⟨

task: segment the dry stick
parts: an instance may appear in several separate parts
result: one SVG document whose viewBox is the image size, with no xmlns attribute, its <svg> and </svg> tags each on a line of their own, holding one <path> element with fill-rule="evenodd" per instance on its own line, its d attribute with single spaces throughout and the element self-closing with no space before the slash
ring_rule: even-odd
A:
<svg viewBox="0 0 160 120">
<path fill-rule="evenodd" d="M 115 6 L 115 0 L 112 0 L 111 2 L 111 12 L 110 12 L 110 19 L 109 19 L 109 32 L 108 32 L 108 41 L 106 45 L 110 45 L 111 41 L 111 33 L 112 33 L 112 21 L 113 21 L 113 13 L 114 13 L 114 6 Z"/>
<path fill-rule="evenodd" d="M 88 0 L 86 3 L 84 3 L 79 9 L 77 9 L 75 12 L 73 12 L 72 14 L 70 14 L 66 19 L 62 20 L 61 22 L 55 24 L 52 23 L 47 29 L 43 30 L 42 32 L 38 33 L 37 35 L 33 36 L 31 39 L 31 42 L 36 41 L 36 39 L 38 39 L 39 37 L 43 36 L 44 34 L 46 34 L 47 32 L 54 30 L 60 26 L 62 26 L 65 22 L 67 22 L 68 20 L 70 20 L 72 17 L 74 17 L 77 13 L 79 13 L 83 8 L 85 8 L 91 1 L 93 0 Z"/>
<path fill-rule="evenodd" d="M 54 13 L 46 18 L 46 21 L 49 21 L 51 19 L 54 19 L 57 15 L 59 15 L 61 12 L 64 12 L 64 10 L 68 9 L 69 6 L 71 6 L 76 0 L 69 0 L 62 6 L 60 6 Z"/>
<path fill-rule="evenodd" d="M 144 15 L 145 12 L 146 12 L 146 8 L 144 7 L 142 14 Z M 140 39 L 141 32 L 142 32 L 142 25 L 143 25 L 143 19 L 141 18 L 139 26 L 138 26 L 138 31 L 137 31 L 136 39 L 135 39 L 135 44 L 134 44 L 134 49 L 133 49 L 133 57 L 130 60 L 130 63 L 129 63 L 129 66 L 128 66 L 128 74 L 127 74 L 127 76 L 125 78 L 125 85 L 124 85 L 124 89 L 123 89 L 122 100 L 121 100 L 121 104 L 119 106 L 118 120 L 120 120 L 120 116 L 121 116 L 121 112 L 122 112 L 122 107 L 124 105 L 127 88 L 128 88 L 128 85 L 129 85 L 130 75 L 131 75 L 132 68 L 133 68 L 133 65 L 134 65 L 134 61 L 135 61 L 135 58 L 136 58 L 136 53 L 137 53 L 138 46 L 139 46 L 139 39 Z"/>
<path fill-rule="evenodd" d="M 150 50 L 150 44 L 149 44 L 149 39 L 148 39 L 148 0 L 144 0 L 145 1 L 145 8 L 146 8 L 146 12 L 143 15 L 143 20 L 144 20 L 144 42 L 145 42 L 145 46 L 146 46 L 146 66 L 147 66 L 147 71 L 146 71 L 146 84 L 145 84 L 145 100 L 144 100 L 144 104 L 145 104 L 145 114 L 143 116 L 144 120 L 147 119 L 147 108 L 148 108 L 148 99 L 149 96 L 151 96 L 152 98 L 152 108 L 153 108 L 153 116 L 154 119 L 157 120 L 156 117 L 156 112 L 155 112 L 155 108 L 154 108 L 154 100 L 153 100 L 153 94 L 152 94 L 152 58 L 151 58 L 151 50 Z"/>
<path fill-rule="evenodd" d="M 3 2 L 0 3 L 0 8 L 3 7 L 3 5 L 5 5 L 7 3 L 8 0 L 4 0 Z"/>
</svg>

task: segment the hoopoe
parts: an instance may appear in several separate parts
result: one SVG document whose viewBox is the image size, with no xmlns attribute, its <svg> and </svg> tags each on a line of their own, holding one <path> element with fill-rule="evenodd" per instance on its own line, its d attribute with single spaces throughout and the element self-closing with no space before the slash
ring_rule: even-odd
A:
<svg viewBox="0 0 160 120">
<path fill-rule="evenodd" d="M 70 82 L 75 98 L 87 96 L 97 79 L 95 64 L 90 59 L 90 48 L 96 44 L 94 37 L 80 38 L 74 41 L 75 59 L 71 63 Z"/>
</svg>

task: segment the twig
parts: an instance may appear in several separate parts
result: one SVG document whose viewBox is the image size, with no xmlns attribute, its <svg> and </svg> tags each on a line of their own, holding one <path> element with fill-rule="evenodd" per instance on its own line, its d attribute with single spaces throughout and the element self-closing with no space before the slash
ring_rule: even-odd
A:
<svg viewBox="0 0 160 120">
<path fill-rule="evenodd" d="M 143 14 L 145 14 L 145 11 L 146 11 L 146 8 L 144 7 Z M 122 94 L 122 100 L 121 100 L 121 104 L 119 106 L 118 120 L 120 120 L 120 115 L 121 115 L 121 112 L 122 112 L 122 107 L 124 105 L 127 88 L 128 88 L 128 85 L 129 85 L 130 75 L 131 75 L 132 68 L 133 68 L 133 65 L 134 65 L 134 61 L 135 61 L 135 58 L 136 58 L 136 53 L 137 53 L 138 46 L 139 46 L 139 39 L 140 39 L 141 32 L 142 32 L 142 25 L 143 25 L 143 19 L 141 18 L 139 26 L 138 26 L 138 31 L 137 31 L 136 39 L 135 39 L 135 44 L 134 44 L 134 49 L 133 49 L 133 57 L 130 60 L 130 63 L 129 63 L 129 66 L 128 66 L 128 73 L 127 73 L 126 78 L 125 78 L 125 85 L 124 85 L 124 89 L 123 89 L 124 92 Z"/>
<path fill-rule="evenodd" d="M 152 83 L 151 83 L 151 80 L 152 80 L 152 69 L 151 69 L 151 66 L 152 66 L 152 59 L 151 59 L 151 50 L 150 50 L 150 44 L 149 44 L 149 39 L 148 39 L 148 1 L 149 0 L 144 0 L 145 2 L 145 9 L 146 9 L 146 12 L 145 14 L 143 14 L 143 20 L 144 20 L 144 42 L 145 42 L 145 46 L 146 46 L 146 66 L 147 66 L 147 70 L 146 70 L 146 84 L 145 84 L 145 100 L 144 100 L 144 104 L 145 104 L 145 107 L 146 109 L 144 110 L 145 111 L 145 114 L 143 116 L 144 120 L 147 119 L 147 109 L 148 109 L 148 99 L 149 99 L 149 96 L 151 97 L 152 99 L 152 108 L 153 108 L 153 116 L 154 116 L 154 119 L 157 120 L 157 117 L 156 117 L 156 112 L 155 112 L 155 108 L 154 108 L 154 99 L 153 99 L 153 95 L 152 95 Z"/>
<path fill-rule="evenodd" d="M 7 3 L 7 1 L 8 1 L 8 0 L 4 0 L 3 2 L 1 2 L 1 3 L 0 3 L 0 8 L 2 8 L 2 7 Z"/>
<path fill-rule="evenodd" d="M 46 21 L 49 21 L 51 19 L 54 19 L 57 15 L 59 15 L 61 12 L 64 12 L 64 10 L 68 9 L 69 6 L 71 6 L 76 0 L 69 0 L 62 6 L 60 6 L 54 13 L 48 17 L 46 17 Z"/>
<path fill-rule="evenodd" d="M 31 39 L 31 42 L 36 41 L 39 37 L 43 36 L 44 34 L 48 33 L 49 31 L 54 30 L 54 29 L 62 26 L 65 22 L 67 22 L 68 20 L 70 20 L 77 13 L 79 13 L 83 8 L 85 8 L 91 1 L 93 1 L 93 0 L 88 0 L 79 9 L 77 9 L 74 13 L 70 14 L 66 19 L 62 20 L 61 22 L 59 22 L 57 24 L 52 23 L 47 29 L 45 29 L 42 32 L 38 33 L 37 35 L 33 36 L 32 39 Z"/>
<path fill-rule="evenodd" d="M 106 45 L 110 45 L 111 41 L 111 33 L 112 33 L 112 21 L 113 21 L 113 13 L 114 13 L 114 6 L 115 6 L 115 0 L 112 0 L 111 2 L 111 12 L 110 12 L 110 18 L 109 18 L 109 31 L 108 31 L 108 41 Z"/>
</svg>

⟩

Please copy the items verbatim, starting at their first line and ending with the line that contains "54 13 L 46 18", with both of those lines included.

**ANSWER FOR THIS EXERCISE**
task: segment the dry stick
parts: an instance may appear in several separate parts
result: one SVG document whose viewBox is the image size, with no xmlns attribute, its <svg> and </svg> tags each on a line of their own, holding one <path> element with fill-rule="evenodd" per instance on its own line, its d attribute with single spaces throughout and the element self-closing with no space before the slash
ring_rule: even-odd
A:
<svg viewBox="0 0 160 120">
<path fill-rule="evenodd" d="M 115 6 L 115 0 L 112 0 L 111 2 L 111 12 L 110 12 L 110 19 L 109 19 L 109 32 L 108 32 L 108 41 L 106 45 L 110 45 L 111 41 L 111 33 L 112 33 L 112 21 L 113 21 L 113 13 L 114 13 L 114 6 Z"/>
<path fill-rule="evenodd" d="M 88 0 L 86 3 L 84 3 L 79 9 L 77 9 L 75 12 L 73 12 L 72 14 L 70 14 L 66 19 L 62 20 L 61 22 L 55 24 L 52 23 L 47 29 L 43 30 L 42 32 L 38 33 L 37 35 L 33 36 L 31 39 L 31 42 L 36 41 L 36 39 L 38 39 L 39 37 L 43 36 L 44 34 L 46 34 L 47 32 L 54 30 L 60 26 L 62 26 L 65 22 L 67 22 L 68 20 L 70 20 L 72 17 L 74 17 L 77 13 L 79 13 L 83 8 L 85 8 L 91 1 L 93 0 Z"/>
<path fill-rule="evenodd" d="M 54 13 L 46 18 L 46 21 L 49 21 L 51 19 L 54 19 L 57 15 L 59 15 L 61 12 L 64 12 L 64 10 L 68 9 L 69 6 L 71 6 L 76 0 L 69 0 L 62 6 L 60 6 Z"/>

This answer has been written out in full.